## What you need to do
**A.** Please reproduce, word for word, the part of the text on exercise and drugs that begins with the words containing "A study has" and ends with "stroke or diabetes.".
**B.** Decide whether each statement below agrees with the text on exercise and drugs, answering yes or no and quoting the words of the text that settle it: (i) most of the 305 experiments considered exercise as a treatment; (ii) the comparative effectiveness studies examined included people diagnosed with stroke; (iii) the exercise usually consisted of swimming.

## Extracted text
- Opening Delimiter -

A study has revealed that exercise is just as effective in terms of mortality benefits as some frequently prescribed drugs
The study was published in the British Medical Journal is October, and researchers So Huseyin Naci and Dr John Ioannidis looked at comparative effectiveness studies, used in pharmaceutical research to track how well one drug treats a condition compared with the outcome of another. Initially, they found that few studies had compared drugs with exercise. They looked at comparative effectiveness studies which had been carried out on people who had been diagnosed with heart disease, chronic heart failure, stroke or diabetes.
Naci and Ioannidis collected date covering 305 experiments which involved almost 340,000 participants, most of which had received drugs. Only 57 experiments (14,716 volunteers) had considered exercise as a form of treatment. Using this information, where the exercise had usually consisted of walking, aerobic routines or occasional weight training the results showed that drugs and exercise consistently produced almost exactly the same results.

- Closing Delimiter -

## Entries supplied

- Opening Delimiter -

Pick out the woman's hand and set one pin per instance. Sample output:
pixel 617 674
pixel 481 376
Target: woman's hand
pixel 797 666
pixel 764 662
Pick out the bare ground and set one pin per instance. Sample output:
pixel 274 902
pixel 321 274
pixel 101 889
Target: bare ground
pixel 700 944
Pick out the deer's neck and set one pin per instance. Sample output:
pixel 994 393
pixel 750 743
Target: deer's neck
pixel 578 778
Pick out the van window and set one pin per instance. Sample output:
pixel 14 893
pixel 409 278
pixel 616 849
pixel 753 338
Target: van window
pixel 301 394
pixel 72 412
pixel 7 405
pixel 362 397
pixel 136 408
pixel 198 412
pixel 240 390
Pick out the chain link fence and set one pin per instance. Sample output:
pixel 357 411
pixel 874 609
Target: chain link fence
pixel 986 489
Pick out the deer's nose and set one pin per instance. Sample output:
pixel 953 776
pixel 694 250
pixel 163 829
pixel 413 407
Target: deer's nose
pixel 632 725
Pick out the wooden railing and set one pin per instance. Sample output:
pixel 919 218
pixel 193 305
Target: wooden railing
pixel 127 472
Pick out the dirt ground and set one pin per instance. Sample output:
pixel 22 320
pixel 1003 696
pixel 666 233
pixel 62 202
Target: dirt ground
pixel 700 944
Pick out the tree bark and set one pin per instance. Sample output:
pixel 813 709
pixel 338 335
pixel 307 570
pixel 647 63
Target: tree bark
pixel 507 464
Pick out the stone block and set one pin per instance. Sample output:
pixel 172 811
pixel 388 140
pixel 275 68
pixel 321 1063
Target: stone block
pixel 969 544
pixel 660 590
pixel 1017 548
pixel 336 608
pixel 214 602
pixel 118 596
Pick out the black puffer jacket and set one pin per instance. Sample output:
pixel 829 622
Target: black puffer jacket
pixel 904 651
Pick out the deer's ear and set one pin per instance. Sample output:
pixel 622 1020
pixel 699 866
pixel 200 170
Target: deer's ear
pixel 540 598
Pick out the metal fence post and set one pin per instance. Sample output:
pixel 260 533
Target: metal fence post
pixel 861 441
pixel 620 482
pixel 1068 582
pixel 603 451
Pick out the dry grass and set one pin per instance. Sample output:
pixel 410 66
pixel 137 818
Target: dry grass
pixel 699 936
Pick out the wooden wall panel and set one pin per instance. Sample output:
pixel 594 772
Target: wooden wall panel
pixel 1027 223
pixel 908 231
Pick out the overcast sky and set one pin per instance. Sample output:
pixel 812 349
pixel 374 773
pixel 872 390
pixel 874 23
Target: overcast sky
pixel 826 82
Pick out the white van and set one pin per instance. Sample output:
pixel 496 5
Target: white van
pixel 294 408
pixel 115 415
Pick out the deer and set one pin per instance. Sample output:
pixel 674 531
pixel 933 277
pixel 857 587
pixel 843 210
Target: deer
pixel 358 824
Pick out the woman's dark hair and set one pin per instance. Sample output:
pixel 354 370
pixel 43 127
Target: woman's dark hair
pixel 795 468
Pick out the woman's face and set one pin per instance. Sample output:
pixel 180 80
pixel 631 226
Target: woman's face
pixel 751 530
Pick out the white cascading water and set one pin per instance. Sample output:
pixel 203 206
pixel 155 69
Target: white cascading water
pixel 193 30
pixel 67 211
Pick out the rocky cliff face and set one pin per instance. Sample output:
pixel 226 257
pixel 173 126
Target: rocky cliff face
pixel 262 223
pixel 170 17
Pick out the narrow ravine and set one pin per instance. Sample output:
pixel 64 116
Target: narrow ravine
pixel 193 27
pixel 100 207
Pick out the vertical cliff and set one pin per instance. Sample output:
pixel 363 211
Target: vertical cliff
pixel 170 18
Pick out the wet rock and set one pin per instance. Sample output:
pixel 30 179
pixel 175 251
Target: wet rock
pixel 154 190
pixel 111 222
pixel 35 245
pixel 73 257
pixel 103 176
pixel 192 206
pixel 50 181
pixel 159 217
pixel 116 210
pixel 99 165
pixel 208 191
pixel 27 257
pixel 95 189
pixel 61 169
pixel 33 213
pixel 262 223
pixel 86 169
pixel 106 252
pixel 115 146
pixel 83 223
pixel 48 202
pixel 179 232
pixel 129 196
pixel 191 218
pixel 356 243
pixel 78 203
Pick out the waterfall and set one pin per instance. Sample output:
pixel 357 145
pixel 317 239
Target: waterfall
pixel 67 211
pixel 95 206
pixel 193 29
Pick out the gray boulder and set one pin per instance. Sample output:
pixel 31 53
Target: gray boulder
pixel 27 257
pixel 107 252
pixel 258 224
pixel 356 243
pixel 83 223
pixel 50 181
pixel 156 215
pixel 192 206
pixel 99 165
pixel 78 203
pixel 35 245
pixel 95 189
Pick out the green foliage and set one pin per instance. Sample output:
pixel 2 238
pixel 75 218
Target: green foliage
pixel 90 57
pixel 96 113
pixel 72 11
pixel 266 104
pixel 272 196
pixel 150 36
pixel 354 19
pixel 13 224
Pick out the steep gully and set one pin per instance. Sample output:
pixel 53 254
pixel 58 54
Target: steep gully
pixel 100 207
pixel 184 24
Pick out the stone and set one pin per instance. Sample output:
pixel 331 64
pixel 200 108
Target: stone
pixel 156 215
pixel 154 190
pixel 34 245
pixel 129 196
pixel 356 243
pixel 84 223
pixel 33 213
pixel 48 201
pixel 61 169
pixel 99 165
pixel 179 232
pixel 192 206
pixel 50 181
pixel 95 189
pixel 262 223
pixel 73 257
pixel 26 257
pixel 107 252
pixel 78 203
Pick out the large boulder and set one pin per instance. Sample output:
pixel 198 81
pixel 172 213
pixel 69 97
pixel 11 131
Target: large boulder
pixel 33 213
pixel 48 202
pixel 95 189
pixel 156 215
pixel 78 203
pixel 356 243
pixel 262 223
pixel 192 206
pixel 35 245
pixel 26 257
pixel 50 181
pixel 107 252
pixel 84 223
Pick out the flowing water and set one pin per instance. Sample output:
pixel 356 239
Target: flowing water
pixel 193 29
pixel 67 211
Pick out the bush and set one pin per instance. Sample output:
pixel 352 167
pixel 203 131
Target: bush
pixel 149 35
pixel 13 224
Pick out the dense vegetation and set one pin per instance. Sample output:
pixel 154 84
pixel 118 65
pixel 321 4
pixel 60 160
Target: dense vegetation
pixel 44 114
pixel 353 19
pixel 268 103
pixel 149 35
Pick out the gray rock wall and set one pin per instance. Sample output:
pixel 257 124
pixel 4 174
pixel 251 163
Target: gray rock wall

- Closing Delimiter -

## Answers per task
**A.**
A study has revealed that exercise is just as effective in terms of mortality benefits as some frequently prescribed drugs
The study was published in the British Medical Journal is October, and researchers So Huseyin Naci and Dr John Ioannidis looked at comparative effectiveness studies, used in pharmaceutical research to track how well one drug treats a condition compared with the outcome of another. Initially, they found that few studies had compared drugs with exercise. They looked at comparative effectiveness studies which had been carried out on people who had been diagnosed with heart disease, chronic heart failure, stroke or diabetes.

**B.**
(i) No: "Only 57 experiments (14,716 volunteers) had considered exercise as a form of treatment."
(ii) Yes: "people who had been diagnosed with heart disease, chronic heart failure, stroke or diabetes"
(iii) No: "the exercise had usually consisted of walking, aerobic routines or occasional weight training"